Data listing

"""

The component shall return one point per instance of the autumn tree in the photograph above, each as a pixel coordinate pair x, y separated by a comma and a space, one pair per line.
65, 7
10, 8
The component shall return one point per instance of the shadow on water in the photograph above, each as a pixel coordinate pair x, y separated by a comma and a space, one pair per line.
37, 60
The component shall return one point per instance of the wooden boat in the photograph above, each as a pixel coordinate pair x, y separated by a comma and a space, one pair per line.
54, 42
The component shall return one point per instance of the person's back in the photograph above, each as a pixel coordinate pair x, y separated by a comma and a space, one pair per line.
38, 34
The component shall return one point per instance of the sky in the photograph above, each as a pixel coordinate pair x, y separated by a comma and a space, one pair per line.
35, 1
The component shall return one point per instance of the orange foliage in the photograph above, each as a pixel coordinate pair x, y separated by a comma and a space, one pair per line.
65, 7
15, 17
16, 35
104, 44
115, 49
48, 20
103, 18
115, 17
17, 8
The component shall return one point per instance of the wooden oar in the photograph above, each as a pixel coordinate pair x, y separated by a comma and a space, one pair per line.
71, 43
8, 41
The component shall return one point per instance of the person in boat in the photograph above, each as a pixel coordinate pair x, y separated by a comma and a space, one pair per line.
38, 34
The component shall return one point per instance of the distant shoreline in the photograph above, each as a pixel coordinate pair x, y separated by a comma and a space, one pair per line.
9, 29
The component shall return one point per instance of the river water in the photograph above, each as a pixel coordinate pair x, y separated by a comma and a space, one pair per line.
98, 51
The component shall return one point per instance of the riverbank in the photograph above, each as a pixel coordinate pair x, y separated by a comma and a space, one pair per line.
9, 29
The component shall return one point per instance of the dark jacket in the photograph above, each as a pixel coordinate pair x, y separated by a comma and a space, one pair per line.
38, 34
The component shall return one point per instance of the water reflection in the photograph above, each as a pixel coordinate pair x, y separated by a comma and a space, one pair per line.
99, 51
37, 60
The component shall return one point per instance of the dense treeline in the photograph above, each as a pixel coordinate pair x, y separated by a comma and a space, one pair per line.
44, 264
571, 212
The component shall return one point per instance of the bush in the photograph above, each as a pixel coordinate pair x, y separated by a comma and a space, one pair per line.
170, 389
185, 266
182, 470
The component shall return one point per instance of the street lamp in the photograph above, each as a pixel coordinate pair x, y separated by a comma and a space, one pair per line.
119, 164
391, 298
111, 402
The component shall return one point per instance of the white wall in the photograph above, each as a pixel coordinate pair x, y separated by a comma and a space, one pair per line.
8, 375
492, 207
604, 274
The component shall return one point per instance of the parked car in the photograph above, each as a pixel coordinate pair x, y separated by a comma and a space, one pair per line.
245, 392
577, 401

"""

◆ What you will do ◆
Retype all of the data shown above, word for word.

◆ Response to the task ◆
The component shall return one point per instance of the autumn tree in the photograph above, each as a pixel coordinate pair x, y separated by a comma and a space, one pair per line.
65, 7
10, 8
The component shall return one point per instance of the shadow on water in the photograph above, each as a pixel coordinate pair x, y separated by a comma and a space, one pair per line.
37, 60
The component shall return one point per instance of the wooden boat in the photograph above, each as a pixel coordinate pair x, y separated by a comma and a space, one pair per line.
54, 42
The component shall return one point per instance of the person's back in the photograph above, each as a pixel coordinate pair x, y separated by a comma and a space, one pair per line.
38, 34
The component shall return one point per instance of the sky in the photograph above, each as a pixel coordinate pair x, y separated by a comma and a space, one pair per line.
35, 1
The component shall return one point per instance of the orange foliage in the photograph above, each as a pixel coordinate pair x, y separated by a comma and a space, one pair per line.
65, 7
15, 17
16, 35
104, 44
115, 49
48, 20
103, 18
115, 17
17, 8
The component shall return one point per instance of the wooden oar in the photograph above, each as a pixel coordinate pair x, y separated by a comma and a space, one pair per line.
71, 43
8, 41
The component shall return one point per instance of the person in boat in the photograph above, each as a pixel coordinate pair x, y separated by a comma and a space, one pair per line.
38, 34
The component shall return one point per instance of the distant shoreline in the photograph above, each as a pixel coordinate pair x, y separated by a comma and a space, one pair per line.
9, 29
The component shall return one point per instance of the river water in the photograph above, each as a pixel coordinate pair x, y separated by a comma and a space, one pair per line.
98, 51
The component shall return one point per instance of the riverbank in the photograph above, each as a pixel coordinate pair x, y separated by a comma and a space, one pair per line.
9, 29
The component shall return one point per instance of the dark jacket in the photograph above, each as a pixel coordinate pair x, y separated by a comma and a space, one pair per line.
38, 34
The component shall return one point per instance of the water reflection in the photograph above, each as a pixel coordinate pair x, y separated by a comma and a space, one pair per line.
99, 51
37, 60
The component shall return one point per instance of the dense treeline in the photograph above, each as a pixel coordinate pair x, y separated by a comma and a space, one pair per line.
44, 264
571, 212
The component shall return one point per instance of the bush in the photograph above, each as a pixel coordinate pair x, y separated by a comma and a space, one pair per line.
170, 389
185, 266
182, 470
The component shall return one point per instance of the street lamp in the photograph above, each as a pixel coordinate pair x, y separated by a comma and a space, one pair per line.
119, 164
391, 298
111, 402
The component shall return one point per instance of the white wall in the photograph above, each as a pixel coordinate pair x, y separated by a comma and a space, one pair per line.
8, 375
492, 207
604, 274
The component shall return one point per instance of the parked car in the photograph above, each as a pixel coordinate pair x, y separated by a comma and a space, one pair per line.
245, 392
577, 401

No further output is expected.